[Zapisane dane]
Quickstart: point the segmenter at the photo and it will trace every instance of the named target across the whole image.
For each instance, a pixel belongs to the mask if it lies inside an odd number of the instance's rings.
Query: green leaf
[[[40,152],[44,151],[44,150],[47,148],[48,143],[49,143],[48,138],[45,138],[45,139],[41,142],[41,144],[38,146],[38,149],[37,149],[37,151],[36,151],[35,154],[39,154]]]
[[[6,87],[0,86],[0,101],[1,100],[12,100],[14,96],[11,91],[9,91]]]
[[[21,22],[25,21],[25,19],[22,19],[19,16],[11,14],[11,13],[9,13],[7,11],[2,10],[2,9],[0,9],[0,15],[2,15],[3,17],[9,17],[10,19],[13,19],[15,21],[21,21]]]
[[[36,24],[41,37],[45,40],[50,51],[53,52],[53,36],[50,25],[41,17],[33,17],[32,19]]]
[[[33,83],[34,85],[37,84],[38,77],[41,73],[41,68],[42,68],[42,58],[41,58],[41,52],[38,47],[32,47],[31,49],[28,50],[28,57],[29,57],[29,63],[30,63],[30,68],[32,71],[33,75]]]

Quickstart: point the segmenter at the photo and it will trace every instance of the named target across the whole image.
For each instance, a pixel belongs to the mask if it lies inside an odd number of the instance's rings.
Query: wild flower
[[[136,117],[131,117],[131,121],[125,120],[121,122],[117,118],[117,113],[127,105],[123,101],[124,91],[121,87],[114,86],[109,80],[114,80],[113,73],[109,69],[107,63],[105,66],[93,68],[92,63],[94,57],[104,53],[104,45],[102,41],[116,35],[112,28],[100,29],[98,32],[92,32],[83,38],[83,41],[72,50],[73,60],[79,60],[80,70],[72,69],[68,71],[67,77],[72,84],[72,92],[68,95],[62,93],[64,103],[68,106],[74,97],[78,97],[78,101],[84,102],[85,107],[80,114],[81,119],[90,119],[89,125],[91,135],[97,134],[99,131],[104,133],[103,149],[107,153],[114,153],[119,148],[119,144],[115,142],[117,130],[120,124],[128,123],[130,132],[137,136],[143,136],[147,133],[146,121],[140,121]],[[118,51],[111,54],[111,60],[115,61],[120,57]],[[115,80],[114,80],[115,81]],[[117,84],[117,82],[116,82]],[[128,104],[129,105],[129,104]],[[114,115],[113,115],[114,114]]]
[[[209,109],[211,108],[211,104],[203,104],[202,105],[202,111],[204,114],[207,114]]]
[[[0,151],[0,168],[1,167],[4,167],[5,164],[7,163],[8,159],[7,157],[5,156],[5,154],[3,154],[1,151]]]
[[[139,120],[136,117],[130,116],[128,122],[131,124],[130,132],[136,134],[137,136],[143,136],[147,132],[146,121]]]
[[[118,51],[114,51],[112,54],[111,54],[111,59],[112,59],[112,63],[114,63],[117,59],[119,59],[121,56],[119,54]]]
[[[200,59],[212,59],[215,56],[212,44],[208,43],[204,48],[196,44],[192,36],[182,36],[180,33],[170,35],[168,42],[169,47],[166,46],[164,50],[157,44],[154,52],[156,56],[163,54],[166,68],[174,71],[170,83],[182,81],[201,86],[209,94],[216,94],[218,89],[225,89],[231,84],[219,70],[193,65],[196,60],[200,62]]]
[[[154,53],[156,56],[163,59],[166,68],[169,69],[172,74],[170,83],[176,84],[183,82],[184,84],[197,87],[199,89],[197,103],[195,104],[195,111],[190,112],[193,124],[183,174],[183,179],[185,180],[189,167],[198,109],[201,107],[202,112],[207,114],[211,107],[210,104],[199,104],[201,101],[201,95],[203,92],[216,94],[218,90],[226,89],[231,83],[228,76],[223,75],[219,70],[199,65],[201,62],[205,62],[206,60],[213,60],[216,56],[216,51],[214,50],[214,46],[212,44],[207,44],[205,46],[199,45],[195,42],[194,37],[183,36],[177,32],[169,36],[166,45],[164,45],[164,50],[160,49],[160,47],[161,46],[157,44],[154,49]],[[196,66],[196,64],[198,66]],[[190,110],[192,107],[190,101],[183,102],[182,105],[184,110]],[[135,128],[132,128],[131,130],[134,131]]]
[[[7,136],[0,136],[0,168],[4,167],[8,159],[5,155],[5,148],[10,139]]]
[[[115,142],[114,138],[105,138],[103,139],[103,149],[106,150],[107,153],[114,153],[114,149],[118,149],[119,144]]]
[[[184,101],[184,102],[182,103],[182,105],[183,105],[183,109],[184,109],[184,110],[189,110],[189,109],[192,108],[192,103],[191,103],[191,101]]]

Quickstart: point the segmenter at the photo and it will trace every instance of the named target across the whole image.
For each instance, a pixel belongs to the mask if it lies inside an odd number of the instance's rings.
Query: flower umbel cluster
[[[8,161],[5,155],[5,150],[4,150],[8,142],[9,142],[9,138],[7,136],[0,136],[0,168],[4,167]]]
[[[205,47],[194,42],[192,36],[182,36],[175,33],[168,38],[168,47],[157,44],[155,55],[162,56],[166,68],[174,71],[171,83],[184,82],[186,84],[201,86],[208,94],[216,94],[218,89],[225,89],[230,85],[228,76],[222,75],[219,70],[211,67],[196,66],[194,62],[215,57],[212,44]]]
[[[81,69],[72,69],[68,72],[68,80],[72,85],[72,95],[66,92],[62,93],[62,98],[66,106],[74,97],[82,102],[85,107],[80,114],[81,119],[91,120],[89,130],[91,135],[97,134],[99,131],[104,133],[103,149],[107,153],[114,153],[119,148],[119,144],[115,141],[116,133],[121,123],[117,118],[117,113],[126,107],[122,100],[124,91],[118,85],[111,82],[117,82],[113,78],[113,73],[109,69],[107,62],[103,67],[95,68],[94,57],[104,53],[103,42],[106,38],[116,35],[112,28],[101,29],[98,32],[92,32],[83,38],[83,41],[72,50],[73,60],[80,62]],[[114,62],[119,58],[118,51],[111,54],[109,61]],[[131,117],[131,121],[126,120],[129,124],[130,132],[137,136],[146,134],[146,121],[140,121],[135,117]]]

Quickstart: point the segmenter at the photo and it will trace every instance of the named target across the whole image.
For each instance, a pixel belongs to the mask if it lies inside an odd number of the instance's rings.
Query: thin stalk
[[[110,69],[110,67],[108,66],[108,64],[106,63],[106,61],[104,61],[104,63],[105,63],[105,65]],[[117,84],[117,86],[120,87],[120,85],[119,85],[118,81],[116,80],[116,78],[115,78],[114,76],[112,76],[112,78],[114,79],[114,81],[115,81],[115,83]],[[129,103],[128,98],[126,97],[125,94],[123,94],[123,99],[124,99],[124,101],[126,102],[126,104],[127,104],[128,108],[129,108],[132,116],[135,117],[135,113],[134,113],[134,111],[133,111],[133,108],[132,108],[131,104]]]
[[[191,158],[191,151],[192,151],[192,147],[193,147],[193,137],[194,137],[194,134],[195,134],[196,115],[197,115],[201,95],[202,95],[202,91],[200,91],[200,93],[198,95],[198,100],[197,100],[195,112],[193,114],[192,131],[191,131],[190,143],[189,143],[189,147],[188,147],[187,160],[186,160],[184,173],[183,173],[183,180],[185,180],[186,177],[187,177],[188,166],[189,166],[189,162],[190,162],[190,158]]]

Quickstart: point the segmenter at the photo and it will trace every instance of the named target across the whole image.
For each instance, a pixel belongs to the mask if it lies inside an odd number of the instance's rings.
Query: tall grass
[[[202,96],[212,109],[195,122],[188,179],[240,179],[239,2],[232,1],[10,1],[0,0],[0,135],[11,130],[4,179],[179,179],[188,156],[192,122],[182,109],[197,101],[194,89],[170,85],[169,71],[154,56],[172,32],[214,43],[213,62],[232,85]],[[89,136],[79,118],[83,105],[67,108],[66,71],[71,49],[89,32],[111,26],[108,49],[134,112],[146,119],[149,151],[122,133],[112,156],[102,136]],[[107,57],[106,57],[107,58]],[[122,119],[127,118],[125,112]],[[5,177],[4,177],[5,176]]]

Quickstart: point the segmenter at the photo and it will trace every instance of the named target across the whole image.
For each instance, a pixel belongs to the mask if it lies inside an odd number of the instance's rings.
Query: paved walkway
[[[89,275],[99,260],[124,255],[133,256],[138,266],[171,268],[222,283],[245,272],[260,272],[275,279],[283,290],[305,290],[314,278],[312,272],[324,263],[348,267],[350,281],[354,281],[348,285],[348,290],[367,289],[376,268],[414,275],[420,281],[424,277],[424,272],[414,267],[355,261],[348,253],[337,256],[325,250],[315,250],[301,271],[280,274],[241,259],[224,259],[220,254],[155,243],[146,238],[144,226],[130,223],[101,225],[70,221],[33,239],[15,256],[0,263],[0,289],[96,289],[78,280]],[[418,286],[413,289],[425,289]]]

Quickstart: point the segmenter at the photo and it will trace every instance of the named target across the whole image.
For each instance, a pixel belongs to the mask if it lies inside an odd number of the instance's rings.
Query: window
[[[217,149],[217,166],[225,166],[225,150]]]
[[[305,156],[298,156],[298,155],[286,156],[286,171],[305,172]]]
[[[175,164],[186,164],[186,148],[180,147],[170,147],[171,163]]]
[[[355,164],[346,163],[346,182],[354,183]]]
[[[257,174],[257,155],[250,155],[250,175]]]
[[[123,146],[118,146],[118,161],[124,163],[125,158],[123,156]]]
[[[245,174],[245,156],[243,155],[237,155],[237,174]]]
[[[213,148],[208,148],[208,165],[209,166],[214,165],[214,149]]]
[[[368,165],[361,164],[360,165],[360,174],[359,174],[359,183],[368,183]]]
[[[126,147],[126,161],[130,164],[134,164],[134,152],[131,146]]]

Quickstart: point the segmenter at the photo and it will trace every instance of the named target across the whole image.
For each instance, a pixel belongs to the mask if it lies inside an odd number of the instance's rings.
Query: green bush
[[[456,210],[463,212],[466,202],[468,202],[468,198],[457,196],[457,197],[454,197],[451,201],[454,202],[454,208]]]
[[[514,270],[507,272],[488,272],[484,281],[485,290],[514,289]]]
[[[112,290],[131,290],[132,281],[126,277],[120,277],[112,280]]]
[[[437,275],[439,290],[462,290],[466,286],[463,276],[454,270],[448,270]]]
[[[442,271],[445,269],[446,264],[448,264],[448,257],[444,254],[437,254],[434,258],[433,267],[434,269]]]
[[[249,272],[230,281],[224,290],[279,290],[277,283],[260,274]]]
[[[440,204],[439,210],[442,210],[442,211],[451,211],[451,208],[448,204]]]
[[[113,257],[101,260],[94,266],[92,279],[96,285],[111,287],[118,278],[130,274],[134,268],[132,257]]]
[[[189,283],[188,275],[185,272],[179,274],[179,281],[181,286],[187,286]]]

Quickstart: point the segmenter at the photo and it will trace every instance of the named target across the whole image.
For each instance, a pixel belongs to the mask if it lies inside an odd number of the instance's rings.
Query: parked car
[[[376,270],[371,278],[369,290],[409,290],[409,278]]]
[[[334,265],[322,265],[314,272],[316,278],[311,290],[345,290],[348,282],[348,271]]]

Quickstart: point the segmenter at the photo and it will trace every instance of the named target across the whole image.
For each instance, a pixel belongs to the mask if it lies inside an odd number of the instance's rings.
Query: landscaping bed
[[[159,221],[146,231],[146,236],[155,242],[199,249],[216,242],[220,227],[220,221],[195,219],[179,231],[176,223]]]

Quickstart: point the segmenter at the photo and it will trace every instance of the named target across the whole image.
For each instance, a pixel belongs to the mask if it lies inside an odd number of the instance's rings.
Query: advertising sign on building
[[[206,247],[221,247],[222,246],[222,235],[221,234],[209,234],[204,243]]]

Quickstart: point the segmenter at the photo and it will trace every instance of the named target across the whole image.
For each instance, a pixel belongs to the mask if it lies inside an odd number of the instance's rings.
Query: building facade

POLECENIE:
Proszę odszukać każdy wiersz powyżej, w którym występuje słowo „Query”, i przepisać te wiersze w całości.

ODPOWIEDŹ DO ZADANIA:
Query: green leaf
Query: wild flower
Query: flower umbel cluster
Query: thin stalk
Query: tall grass
Query: paved walkway
Query: window
Query: green bush
Query: parked car
Query: landscaping bed
Query: advertising sign on building
Query: building facade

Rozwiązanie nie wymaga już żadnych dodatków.